PROBLEM TO SOLVE: In the listing below, copy out exactly the lines starting with the line that contains "of the light" and going on through the line that contains "column 108, row 144".

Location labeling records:
▶

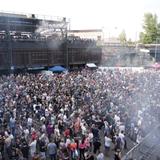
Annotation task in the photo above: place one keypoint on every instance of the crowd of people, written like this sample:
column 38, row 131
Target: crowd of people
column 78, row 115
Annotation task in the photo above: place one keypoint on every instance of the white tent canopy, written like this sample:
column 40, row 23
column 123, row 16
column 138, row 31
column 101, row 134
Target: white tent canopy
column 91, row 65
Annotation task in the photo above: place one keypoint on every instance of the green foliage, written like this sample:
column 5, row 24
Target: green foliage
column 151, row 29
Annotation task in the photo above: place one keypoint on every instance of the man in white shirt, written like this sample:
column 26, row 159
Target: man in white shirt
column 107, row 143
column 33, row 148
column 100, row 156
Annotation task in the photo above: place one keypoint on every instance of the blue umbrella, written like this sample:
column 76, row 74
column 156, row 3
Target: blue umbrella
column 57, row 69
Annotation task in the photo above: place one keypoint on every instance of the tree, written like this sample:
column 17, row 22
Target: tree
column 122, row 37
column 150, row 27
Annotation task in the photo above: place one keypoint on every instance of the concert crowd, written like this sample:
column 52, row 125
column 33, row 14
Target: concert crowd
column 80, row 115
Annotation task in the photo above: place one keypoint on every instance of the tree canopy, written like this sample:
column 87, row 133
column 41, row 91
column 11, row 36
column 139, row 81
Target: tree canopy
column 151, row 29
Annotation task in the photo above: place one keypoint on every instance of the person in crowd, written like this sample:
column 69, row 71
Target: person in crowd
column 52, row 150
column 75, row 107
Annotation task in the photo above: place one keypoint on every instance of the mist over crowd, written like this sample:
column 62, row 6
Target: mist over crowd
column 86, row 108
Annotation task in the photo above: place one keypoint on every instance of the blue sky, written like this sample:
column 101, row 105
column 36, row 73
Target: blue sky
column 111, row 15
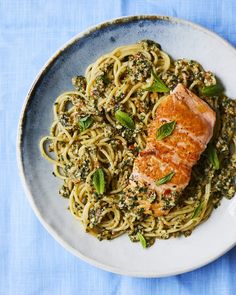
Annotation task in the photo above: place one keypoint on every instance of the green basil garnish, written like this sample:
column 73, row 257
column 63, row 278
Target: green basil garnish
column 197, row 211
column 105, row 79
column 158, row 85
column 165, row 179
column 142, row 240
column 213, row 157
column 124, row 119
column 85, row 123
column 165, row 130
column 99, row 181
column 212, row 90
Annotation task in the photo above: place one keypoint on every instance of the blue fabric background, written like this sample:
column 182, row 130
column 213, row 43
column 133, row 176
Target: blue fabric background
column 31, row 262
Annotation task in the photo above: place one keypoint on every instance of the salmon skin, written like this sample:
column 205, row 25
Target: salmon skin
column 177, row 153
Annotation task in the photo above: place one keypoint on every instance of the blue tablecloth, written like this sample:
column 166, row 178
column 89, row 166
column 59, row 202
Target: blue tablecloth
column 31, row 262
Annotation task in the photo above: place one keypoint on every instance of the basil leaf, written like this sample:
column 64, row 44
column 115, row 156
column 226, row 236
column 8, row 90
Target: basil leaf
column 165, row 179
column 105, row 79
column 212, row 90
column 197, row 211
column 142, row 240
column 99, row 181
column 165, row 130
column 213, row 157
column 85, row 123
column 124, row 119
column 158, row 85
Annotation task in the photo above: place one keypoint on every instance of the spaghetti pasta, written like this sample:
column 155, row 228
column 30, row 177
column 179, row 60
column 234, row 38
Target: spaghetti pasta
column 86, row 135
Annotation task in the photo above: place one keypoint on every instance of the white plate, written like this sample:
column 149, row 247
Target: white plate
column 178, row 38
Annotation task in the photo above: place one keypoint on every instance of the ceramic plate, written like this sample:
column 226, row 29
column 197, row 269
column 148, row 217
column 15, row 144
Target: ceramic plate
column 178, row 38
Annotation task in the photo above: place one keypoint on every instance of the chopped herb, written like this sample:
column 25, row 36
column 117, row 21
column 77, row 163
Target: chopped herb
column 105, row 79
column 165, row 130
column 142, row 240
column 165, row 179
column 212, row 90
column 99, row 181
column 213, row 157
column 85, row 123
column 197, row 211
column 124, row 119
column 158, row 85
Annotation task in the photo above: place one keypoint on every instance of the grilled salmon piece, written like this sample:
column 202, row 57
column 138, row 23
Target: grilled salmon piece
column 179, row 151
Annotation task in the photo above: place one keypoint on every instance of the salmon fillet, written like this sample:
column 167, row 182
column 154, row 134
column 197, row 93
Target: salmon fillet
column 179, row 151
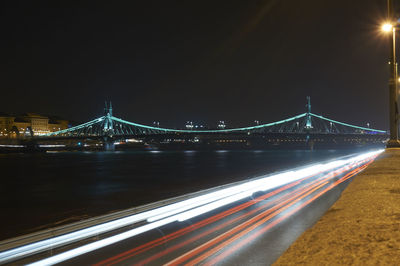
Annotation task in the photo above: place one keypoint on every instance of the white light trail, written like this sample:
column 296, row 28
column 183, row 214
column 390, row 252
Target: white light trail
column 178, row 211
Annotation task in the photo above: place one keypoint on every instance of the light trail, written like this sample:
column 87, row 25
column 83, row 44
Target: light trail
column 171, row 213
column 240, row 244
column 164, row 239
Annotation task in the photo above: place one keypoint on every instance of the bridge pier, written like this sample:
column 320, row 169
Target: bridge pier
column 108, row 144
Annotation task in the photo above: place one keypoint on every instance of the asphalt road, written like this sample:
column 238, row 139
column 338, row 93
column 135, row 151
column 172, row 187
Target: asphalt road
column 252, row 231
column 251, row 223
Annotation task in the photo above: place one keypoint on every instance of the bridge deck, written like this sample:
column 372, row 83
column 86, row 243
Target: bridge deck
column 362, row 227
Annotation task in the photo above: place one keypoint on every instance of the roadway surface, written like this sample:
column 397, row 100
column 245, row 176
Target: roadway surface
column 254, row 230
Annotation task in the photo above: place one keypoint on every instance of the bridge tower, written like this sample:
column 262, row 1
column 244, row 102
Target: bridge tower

◀

REPLY TO THE TASK:
Annotation task in the photo above: place one keypoint on every instance of the light trail, written like this sample:
column 87, row 25
column 83, row 44
Target: light trail
column 171, row 213
column 240, row 244
column 164, row 239
Annotation task in the photo above: place one keypoint on every instance of the bridge pier, written like this sample:
column 320, row 169
Target: bridge pier
column 108, row 144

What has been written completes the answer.